Excerpted text:
···
It is true that most of us do not know what to make of the practice of 'juju'; the Ghanaian who is born and bred in Ghana, will properly react to it either with indifference or with fear, many people automatically will say 'God forbid' as a reaction to the very mention of the word.
A visitor here will be intrigued at the mention of 'juju' and will want to explore it but the Afro-European who simply wants to find his/her roots cannot help but to think that Africa and juju are one and the same word.
The underlying factor is that, the subject of juju with its synonyms black magic, supernatural powers, witchraft, voodoo etc permeates every aspect of our society from social, economic to politics and we will explore the influences as we go along.
First of all, let's look at how foreigners understand and define juju: J. Plunky Branch of the Plunky & Oneness band from Richmond, Virginia, U.S.A. defines 'Juju' as the 'ritual and rhythm and spirituality and joy.'
A Canadian-born Indian, Apoorva concluded that 'Juju is the Ghanaian (and maybe West African?) word for many superstitions/powers/magic associated loosely with traditional beliefs. Juju is both noun, verb and adjective – you can have juju, or magic powers – you can do juju, or influence something with your powers, or you can have juju shells, or juju beads etc., - items influenced by juju. It also includes communing with/invoking the ancestors, any and all big superstitions..'
The Ghanaian will define the subject as the use of supernatural powers to influence an activity or a person's life negatively or positively' or 'the practice of using black-magic, voodoo.
Whichever way, the fundamental belief is that 'juju' is seen as a practice that people use to harm people more than used to help people. Secondly, people use it only for self-interest; for instance if one wants to acquire wealth through supernatural powers, he or she will have to sacrifice something or another person to enable the 'medicine' to work. For this reason alone, most people frown upon the practice and for some the idea is simply ridiculous. Some people argue that if African magic really existed, why didn't we use it to fight the slavery and colonialism in the past? Good question but I don't have an answer to that; may be you do.
Though the practice of juju is deeply rooted in African traditional religious tenets, the use of juju to harm people is not accepted by 'traditional principles'. In some cases, the gods are believed to punish people who abuse the practice to serve as a deterrent for deviants. For instance, some mental illnesses are associated with punishment for such people who use juju.
···
Work instruction 1: In the text on juju, where is the Plunky & Oneness band from?
Work instruction 2: List every term that J. Plunky Branch uses to define juju in the text on juju.

Dataset excerpt:
···
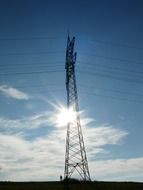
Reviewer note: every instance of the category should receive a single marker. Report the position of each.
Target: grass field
(70, 186)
···
Your solution 1: Richmond, Virginia, U.S.A.

Your solution 2: ritual, rhythm, spirituality, joy